Exercise objective: The answer is to be the lines below that lie between the line holding "Where can the plant" and the line holding "Where can the apron", inclusive, transcribed exactly and free of pictures.

Supplied records:
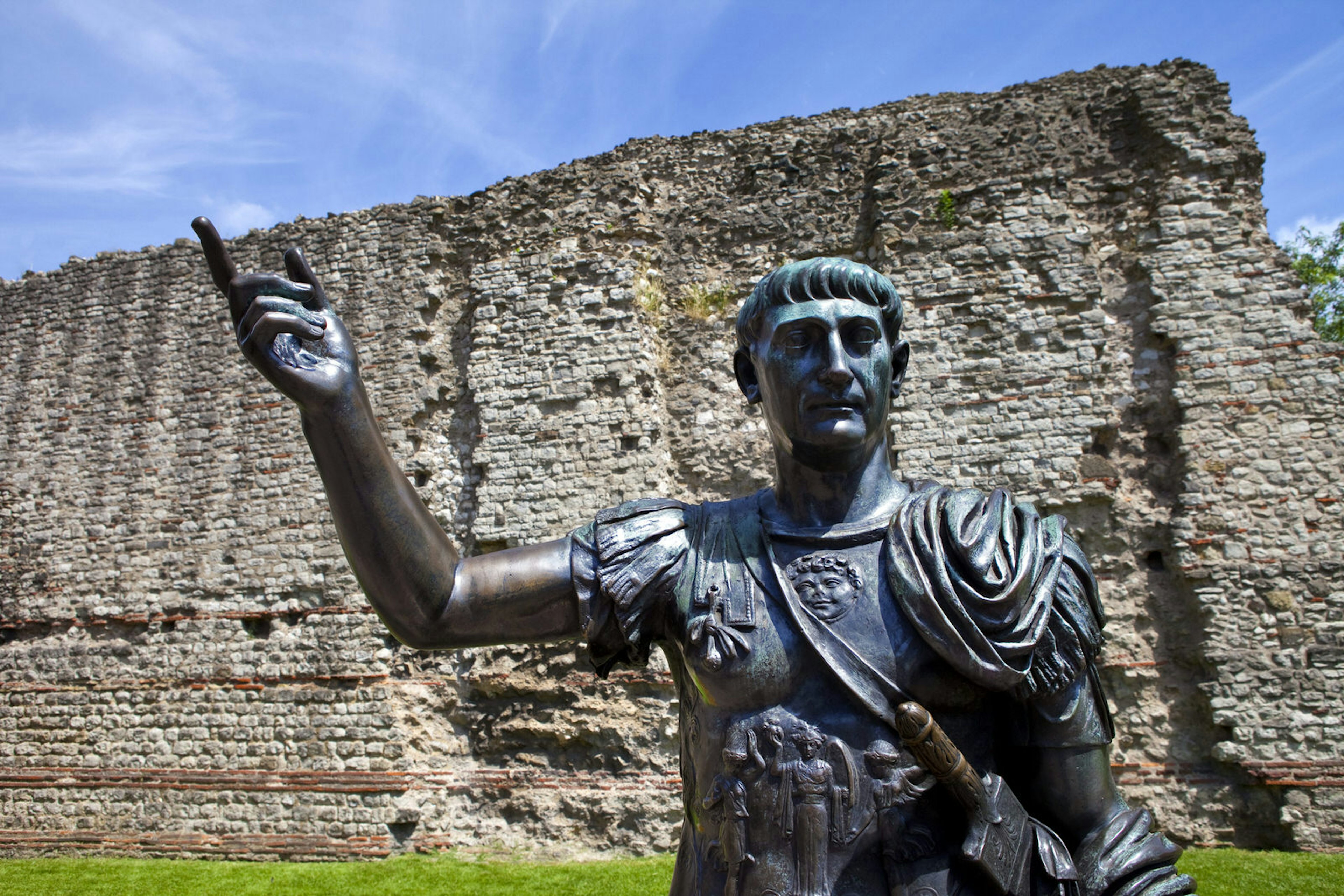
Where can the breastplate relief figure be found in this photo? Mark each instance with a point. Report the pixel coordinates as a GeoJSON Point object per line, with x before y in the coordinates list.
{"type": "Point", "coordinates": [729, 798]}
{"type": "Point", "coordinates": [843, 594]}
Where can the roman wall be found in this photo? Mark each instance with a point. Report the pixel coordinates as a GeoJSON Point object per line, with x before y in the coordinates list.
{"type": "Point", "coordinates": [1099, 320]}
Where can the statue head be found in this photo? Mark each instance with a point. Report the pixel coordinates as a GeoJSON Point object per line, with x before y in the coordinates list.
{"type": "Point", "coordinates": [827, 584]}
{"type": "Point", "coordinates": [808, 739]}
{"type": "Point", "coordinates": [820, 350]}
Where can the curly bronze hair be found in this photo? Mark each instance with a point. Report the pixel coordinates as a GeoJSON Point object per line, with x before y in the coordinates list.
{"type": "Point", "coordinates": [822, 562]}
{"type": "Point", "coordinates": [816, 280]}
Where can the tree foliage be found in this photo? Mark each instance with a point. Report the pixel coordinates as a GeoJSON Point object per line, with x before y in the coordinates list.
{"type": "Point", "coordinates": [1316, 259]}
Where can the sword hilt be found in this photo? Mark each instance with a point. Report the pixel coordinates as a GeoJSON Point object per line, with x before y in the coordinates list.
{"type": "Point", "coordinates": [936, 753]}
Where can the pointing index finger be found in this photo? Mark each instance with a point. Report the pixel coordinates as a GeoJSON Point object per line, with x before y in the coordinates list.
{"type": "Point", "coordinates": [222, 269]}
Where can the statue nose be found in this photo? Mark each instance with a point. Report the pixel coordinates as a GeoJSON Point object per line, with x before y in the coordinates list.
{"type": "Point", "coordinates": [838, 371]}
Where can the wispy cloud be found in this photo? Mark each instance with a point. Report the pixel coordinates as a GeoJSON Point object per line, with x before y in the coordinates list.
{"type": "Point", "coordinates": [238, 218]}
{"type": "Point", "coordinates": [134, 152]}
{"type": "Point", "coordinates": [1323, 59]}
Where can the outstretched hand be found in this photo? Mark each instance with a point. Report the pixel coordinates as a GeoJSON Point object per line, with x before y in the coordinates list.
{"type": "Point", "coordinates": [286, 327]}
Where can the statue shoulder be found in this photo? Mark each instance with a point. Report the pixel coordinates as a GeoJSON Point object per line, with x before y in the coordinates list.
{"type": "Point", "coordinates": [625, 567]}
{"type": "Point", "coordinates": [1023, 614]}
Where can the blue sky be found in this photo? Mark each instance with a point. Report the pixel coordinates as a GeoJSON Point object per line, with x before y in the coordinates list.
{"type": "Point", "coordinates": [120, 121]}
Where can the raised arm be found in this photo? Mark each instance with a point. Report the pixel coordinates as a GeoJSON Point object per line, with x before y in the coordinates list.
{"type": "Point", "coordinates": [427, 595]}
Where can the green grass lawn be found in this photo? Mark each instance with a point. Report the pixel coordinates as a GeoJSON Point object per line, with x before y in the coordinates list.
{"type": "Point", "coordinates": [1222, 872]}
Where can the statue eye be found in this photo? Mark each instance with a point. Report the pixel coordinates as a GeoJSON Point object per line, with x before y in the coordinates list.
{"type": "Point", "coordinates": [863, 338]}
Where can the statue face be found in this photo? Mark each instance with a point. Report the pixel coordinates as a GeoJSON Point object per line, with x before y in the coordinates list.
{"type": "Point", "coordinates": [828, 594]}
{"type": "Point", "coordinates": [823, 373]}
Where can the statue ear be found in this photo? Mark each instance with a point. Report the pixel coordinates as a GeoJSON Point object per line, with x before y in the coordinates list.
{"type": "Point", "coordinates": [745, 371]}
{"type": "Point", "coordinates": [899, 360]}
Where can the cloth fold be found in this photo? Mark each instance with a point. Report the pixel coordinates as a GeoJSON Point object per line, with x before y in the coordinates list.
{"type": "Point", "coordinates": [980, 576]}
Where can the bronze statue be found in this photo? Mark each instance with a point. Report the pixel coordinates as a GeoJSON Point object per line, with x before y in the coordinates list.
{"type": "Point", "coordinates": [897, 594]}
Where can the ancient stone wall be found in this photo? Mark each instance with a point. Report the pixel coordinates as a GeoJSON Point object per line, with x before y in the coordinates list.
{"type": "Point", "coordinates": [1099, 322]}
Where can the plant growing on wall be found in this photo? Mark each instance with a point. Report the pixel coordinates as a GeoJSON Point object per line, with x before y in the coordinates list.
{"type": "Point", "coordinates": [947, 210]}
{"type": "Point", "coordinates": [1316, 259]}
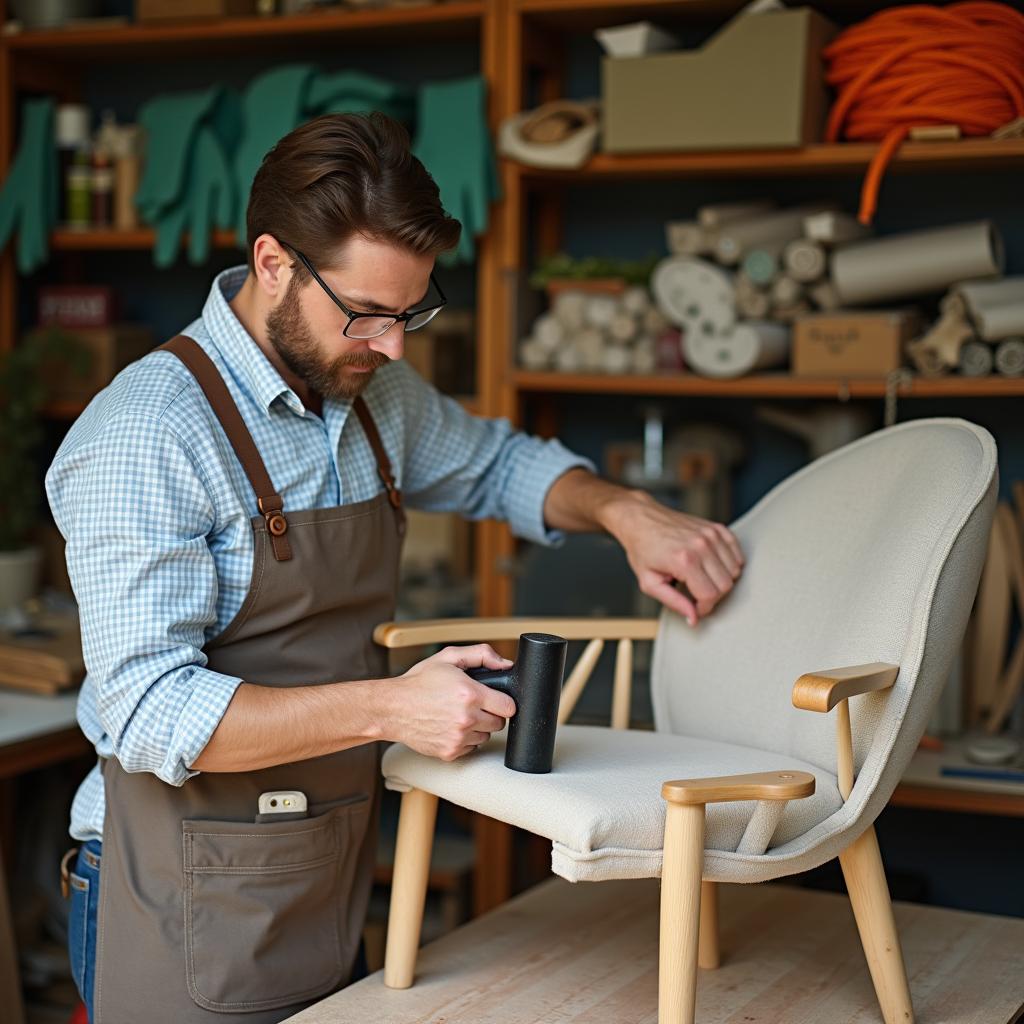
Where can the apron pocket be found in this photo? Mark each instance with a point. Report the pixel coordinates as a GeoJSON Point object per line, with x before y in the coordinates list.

==

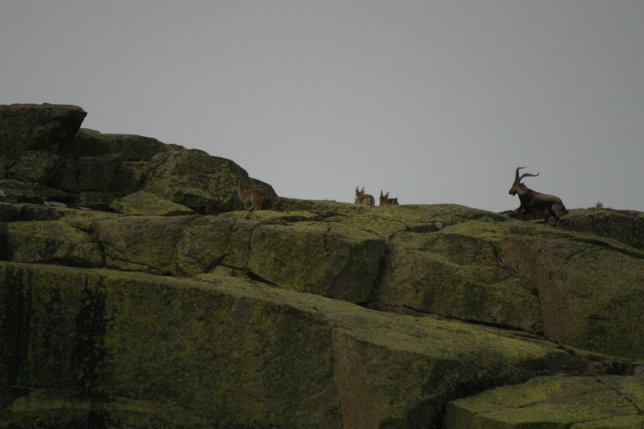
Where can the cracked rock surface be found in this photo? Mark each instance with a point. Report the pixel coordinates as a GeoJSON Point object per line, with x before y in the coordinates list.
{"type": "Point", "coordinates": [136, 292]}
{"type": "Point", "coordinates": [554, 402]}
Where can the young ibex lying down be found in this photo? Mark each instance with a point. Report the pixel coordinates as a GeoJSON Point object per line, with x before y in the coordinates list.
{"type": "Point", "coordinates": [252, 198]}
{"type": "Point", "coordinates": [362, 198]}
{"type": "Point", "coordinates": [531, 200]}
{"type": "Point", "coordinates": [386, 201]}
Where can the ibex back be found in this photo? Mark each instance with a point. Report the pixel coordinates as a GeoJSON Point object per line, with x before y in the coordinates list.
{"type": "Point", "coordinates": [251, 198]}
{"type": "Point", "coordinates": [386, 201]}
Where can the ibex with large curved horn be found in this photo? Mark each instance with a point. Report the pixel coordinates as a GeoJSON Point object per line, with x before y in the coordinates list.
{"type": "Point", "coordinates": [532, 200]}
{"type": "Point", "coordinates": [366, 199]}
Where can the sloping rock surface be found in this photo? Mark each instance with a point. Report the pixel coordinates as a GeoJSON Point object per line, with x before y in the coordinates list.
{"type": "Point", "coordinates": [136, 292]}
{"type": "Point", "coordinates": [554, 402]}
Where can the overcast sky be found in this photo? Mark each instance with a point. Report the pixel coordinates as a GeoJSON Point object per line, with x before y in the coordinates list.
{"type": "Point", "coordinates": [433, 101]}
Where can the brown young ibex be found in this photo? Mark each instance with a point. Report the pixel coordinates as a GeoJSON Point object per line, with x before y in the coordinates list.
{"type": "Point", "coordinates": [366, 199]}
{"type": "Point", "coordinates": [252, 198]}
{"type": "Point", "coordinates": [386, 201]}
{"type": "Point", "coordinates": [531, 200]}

Written solution:
Where can the plant growing on wall be found in this photo? Mark each instance with a point. Report the pixel coordinates as a GeoJSON Point object per line, with x before y in the coordinates list.
{"type": "Point", "coordinates": [947, 210]}
{"type": "Point", "coordinates": [1316, 259]}
Where can the apron pocket be found in this photo? Mark each instance with a point. Report the pixel coordinates as a GeoJSON Point object per line, with x before y in the coordinates list.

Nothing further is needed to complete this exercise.